▶ _WHAT IS ASKED_
Count how many lines in the entries below contain the string "grass", and reply with that number alone.
** BEGIN **
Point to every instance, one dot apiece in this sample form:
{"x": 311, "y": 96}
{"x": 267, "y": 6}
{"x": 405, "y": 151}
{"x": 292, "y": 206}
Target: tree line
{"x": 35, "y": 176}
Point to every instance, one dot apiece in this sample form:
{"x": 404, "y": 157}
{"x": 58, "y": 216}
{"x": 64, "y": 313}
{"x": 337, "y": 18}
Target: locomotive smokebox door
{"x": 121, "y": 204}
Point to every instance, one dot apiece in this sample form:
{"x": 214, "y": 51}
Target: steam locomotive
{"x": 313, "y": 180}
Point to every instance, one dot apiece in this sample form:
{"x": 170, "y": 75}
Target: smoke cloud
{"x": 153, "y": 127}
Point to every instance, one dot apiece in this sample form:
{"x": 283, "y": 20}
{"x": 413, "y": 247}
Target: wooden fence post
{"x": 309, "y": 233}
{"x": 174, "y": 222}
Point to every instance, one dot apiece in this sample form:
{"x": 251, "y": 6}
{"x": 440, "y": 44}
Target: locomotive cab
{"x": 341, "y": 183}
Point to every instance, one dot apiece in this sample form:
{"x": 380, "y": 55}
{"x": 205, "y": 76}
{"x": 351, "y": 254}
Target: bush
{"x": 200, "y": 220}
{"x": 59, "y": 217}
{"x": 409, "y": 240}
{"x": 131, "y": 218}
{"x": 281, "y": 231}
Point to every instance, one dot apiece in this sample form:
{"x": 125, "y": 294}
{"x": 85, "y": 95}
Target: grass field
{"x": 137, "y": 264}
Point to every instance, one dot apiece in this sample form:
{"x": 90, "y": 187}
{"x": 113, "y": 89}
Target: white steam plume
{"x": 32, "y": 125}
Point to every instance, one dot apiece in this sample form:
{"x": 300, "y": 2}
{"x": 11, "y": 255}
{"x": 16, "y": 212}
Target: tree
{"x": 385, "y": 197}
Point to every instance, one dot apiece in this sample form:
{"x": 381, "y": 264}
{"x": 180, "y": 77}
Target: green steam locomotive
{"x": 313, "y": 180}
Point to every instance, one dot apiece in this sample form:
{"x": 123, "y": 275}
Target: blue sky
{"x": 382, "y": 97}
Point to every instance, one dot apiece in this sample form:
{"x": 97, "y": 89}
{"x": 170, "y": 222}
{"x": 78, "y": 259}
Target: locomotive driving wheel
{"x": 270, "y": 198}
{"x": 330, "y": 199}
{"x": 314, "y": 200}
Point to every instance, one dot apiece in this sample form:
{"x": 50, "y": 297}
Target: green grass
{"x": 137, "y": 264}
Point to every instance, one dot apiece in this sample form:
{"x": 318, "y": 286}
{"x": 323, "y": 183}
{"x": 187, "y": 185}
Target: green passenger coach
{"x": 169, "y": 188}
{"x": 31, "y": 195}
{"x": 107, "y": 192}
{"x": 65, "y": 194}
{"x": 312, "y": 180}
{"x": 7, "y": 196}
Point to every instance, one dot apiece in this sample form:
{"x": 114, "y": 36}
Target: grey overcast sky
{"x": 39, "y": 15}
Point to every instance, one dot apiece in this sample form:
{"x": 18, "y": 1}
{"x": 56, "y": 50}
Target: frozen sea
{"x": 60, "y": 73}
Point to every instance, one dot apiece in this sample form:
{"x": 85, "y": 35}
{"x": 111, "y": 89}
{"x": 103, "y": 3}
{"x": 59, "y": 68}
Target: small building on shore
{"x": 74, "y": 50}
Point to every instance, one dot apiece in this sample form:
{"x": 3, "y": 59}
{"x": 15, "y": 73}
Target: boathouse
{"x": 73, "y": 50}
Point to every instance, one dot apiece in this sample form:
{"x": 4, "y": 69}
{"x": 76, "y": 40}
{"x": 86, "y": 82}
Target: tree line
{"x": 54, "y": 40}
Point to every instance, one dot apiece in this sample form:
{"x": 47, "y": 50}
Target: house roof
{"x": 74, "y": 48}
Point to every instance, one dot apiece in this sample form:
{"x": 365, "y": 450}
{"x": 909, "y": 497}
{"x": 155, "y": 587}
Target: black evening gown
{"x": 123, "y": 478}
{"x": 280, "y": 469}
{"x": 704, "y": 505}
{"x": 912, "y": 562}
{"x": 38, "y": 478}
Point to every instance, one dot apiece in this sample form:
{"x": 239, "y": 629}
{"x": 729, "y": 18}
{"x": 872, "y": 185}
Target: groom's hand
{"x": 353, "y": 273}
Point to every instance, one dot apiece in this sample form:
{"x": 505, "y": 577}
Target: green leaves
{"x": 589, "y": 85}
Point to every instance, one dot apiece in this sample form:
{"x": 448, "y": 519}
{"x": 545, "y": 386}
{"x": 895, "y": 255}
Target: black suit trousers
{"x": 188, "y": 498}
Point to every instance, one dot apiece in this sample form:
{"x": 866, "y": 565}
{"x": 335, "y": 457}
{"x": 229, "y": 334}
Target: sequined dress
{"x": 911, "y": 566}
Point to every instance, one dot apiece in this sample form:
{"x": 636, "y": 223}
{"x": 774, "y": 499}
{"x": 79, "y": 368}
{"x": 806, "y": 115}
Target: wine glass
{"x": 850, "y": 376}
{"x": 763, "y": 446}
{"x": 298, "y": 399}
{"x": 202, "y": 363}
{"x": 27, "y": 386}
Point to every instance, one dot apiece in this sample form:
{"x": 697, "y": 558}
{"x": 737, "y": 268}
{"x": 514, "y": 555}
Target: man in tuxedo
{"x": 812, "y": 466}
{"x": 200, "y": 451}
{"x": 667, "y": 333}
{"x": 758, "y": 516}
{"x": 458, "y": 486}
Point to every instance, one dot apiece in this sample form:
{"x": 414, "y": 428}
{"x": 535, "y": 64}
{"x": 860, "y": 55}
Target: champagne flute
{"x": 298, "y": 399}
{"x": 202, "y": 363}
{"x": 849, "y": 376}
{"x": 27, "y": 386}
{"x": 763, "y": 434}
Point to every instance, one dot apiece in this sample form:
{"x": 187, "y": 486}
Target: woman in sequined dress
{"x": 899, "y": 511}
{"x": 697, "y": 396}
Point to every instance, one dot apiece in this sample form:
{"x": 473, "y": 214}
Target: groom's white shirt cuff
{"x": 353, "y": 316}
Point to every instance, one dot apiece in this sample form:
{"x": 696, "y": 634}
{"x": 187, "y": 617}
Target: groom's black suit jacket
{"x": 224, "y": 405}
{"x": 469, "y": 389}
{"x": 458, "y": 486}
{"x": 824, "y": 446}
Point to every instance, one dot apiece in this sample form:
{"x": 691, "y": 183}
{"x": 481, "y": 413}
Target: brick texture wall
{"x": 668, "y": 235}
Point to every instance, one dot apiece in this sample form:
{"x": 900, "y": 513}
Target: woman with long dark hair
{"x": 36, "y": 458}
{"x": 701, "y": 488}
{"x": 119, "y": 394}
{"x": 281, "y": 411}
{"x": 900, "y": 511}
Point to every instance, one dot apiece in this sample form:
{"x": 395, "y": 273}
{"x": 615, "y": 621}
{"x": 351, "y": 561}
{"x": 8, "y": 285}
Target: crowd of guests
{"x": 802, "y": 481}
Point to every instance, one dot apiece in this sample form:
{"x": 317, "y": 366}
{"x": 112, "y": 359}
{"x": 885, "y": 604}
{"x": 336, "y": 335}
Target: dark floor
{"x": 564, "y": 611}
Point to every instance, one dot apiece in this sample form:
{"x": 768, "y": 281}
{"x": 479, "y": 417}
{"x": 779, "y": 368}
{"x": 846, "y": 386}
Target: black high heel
** END **
▶ _RIGHT ANSWER_
2